What you need to do | When you repeat the entries, reproduce each line exactly and omit every picture.

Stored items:
»»

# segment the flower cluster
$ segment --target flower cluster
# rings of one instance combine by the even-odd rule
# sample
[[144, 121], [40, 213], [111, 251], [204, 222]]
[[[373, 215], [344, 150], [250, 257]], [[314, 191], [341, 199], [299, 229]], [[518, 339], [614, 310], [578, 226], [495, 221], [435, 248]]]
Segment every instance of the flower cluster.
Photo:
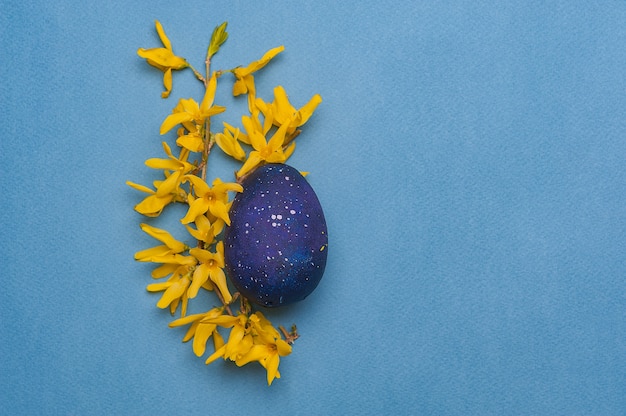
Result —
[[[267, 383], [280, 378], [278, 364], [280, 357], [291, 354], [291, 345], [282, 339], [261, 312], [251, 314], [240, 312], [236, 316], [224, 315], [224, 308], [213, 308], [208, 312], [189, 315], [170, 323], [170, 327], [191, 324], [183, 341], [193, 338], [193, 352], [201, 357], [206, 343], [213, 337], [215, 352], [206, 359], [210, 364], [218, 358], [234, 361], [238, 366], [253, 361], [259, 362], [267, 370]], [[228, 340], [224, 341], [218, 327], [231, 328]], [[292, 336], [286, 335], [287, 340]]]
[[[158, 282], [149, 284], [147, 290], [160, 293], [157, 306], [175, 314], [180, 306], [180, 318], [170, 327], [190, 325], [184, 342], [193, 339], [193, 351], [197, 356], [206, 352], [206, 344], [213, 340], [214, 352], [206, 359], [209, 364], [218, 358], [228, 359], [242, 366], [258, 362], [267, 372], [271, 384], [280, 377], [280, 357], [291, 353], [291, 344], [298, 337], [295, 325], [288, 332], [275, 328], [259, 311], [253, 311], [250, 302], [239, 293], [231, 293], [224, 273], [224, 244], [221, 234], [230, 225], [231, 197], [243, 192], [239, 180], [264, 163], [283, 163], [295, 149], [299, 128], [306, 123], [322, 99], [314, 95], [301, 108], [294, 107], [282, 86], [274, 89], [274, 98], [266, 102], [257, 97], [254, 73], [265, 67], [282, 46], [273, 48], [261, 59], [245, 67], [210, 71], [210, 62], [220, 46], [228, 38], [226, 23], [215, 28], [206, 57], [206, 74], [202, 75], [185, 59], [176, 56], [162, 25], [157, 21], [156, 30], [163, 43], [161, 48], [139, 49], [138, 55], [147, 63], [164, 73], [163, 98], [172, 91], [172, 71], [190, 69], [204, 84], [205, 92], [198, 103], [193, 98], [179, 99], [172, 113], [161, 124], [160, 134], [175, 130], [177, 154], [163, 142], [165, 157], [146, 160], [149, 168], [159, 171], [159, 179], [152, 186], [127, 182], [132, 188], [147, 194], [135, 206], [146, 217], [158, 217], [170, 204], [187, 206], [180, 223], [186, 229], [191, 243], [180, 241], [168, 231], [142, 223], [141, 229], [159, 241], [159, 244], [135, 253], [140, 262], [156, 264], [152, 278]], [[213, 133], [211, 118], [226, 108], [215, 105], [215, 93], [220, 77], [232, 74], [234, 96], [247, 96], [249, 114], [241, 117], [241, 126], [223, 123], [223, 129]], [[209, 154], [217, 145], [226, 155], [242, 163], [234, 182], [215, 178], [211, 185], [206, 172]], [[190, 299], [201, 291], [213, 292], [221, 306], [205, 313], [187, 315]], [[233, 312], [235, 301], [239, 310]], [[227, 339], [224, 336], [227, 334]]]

««

Exercise solution |
# segment the flower cluster
$ segment --target flower cluster
# rings of one instance combine by the even-odd rule
# sample
[[144, 121], [40, 213], [111, 251], [204, 222]]
[[[373, 215], [344, 150], [250, 257]], [[314, 191], [341, 199], [299, 229]], [[518, 339], [614, 310], [578, 226], [495, 221], [435, 248]]]
Segment every instance of the flower cluster.
Photo:
Result —
[[[267, 383], [280, 378], [278, 364], [280, 357], [291, 354], [291, 345], [282, 339], [261, 312], [251, 314], [240, 312], [236, 316], [224, 315], [224, 308], [213, 308], [208, 312], [189, 315], [170, 323], [170, 327], [191, 324], [183, 341], [193, 338], [193, 352], [201, 357], [206, 343], [213, 337], [215, 352], [206, 359], [210, 364], [218, 358], [234, 361], [238, 366], [253, 361], [259, 362], [267, 370]], [[228, 340], [224, 341], [218, 327], [231, 328]], [[292, 336], [286, 335], [287, 340]]]
[[[158, 282], [149, 284], [147, 290], [160, 293], [157, 306], [175, 314], [180, 306], [180, 318], [170, 327], [190, 325], [184, 342], [193, 339], [193, 351], [197, 356], [206, 352], [206, 344], [213, 340], [214, 352], [206, 359], [209, 364], [218, 358], [228, 359], [242, 366], [258, 362], [267, 372], [271, 384], [280, 377], [280, 357], [291, 353], [291, 344], [298, 337], [295, 325], [288, 332], [275, 328], [259, 311], [253, 311], [250, 302], [239, 293], [231, 293], [224, 273], [224, 244], [221, 234], [230, 225], [231, 197], [243, 192], [239, 180], [264, 163], [283, 163], [295, 149], [299, 128], [306, 123], [322, 99], [314, 95], [301, 108], [294, 107], [282, 86], [274, 89], [274, 98], [266, 102], [257, 97], [254, 73], [265, 67], [282, 46], [273, 48], [261, 59], [245, 67], [210, 71], [210, 62], [220, 46], [228, 38], [226, 23], [215, 28], [206, 57], [206, 74], [202, 75], [185, 59], [176, 56], [162, 25], [157, 21], [156, 30], [163, 43], [161, 48], [139, 49], [138, 55], [147, 63], [164, 73], [163, 98], [172, 91], [172, 71], [190, 69], [204, 84], [205, 92], [198, 103], [193, 98], [179, 99], [172, 113], [161, 124], [160, 134], [175, 130], [177, 154], [163, 142], [165, 157], [146, 160], [149, 168], [159, 171], [159, 179], [152, 186], [127, 182], [132, 188], [147, 194], [135, 206], [146, 217], [158, 217], [170, 204], [187, 206], [180, 223], [186, 229], [191, 243], [180, 241], [168, 231], [142, 223], [141, 229], [159, 241], [159, 244], [135, 253], [140, 262], [156, 264], [152, 278]], [[213, 133], [211, 118], [226, 108], [215, 105], [215, 93], [220, 77], [232, 74], [234, 96], [247, 96], [249, 114], [241, 117], [241, 126], [223, 123], [223, 129]], [[209, 154], [217, 145], [226, 155], [242, 163], [234, 182], [215, 178], [211, 185], [206, 172]], [[190, 299], [201, 291], [213, 292], [221, 306], [205, 313], [187, 315]], [[233, 312], [235, 301], [239, 310]], [[227, 339], [224, 336], [227, 334]]]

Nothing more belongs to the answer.